> What you should do: For each line in the data below, write an exact copy.

Collected data:
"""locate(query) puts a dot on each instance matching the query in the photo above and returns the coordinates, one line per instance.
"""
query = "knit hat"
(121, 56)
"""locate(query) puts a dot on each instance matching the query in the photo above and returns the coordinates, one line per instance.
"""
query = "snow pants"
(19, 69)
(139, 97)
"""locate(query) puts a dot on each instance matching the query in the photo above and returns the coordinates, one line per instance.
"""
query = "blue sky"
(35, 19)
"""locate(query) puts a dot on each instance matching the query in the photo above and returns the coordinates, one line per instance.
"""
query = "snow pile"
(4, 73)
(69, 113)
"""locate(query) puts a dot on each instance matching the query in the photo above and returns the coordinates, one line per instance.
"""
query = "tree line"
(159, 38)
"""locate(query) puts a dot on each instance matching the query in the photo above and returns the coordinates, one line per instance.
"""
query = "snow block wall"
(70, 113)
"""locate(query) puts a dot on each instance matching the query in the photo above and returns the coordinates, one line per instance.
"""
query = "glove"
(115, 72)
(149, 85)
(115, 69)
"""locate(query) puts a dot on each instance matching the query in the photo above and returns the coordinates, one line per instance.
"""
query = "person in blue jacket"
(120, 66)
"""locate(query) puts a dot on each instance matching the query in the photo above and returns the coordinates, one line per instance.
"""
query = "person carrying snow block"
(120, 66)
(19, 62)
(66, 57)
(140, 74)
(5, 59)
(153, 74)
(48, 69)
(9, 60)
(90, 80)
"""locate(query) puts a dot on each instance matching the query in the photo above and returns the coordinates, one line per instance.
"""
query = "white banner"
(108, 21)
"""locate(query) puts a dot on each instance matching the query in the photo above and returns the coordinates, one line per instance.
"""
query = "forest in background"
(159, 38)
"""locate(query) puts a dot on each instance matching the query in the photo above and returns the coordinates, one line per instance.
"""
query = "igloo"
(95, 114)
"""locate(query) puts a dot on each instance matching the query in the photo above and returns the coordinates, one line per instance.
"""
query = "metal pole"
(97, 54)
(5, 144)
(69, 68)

> Result:
"""locate(query) puts a dot on each instance matching the query in the photo above and returns the coordinates, one line per instance.
"""
query = "knit hat"
(121, 56)
"""locate(query) puts a dot on each instance matching the query in the photo above and returns the coordinates, one line per instance.
"""
query = "snow pants"
(19, 69)
(139, 97)
"""locate(query) puts a dot on each instance matching the query in the photo above and returns the coordinates, one line per instance.
"""
query = "blue sky"
(35, 19)
"""locate(query) puts a dot on each instance matching the query in the photo above and returns the coordinates, one line per instance.
"""
query = "snow pile"
(4, 73)
(69, 113)
"""locate(query) puts a dot on each instance matching the query in the photo above and returns the coordinates, one line per instance.
"""
query = "tree line"
(159, 38)
"""locate(query) puts a dot on each instance matching the query in the photo above and returns the coordinates, one line per instance.
"""
query = "snow block wall"
(70, 113)
"""locate(query) puts a dot on each instance matching the query in the photo above and returns the coordinates, one line per instance.
"""
query = "glove"
(115, 72)
(149, 85)
(115, 69)
"""locate(query) puts a dot on each instance matching the query in the photo above and returns the coordinates, one line per instance.
"""
query = "person in blue jacket"
(120, 66)
"""locate(query) puts a dot on each instance matching the query in the photo above and returns the coordinates, one line per instance.
"""
query = "person carrying snow block"
(120, 66)
(19, 62)
(66, 57)
(140, 74)
(5, 59)
(153, 74)
(48, 69)
(9, 60)
(90, 80)
"""locate(query) puts a dot on each instance matching the query in the photo above and returns the coordinates, one line per instance.
"""
query = "white banner"
(108, 21)
"""locate(query) puts a dot on each instance matching the query in the photo above and returns the coordinates, one line per instance.
"""
query = "forest in background"
(159, 38)
"""locate(query) puts a dot on each instance matching the query in the photo above and returns the coordinates, one line per instance.
"""
query = "igloo"
(95, 114)
"""locate(query) puts a dot on each instance matching the query in the photo above and returns the coordinates, one line per instance.
"""
query = "metal pole"
(97, 54)
(5, 144)
(69, 68)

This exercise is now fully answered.